Reproduce only the lines from the line containing "rod in the photo above." to the end of the entries below, including both of those lines.

-- START OF Record extracts --

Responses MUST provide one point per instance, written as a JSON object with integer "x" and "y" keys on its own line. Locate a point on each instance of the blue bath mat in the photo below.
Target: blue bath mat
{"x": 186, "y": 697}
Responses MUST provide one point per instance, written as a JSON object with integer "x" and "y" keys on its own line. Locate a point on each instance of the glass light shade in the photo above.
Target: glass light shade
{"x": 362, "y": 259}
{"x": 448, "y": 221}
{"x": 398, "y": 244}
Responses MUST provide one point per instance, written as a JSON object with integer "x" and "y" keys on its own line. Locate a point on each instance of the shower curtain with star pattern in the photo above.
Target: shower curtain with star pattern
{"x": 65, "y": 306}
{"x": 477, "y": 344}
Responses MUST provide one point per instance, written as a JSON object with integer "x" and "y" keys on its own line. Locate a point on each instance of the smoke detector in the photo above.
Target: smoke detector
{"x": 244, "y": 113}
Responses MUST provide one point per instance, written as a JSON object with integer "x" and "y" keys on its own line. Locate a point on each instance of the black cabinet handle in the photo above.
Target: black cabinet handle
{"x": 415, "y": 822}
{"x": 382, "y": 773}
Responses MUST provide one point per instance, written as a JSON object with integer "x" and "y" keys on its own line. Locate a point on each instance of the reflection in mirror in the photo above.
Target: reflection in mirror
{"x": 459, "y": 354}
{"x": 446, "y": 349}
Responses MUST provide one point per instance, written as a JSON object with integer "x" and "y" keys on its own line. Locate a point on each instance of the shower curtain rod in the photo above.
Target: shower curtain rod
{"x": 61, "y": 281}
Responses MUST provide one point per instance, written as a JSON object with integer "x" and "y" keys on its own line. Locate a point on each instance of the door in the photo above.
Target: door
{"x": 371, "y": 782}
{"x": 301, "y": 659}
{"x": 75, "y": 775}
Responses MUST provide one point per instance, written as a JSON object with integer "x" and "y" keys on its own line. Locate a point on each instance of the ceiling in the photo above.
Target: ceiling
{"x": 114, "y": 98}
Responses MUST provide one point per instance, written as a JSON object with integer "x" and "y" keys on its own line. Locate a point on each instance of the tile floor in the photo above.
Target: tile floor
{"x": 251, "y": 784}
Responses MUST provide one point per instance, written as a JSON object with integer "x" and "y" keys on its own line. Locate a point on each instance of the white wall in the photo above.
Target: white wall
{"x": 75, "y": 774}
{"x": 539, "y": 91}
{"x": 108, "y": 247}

-- END OF Record extracts --

→ Written answer
Responses MUST provide one point per instance, written as a JSON object with integer "x" and "y" keys on its own line. Locate a point on each instance of the shower curtain rod in the photo above.
Target: shower curtain rod
{"x": 61, "y": 281}
Responses MUST provide one point per instance, written as a JSON object with integer "x" and "y" keys on its own line. Locate a point on each instance of the door in the photo above.
Target: door
{"x": 371, "y": 782}
{"x": 301, "y": 659}
{"x": 75, "y": 775}
Responses MUST provide one point per instance, written as a JSON object with integer "x" and "y" keys on its own line. Locate a point on each instance of the ceiling in the photo above.
Target: ceiling
{"x": 114, "y": 98}
Responses MUST provide one point per instance, written as a JSON object with integer "x" and "y" keys on its own line. Locate a point on each instance of the tile floor in the photo above.
Target: tile floor
{"x": 251, "y": 784}
Responses MUST provide one point per instance, written as a JSON object with integer "x" and "y" keys on its own line. Locate a point on each instance of the white wall in the photo above.
Target: white wall
{"x": 75, "y": 774}
{"x": 539, "y": 91}
{"x": 108, "y": 247}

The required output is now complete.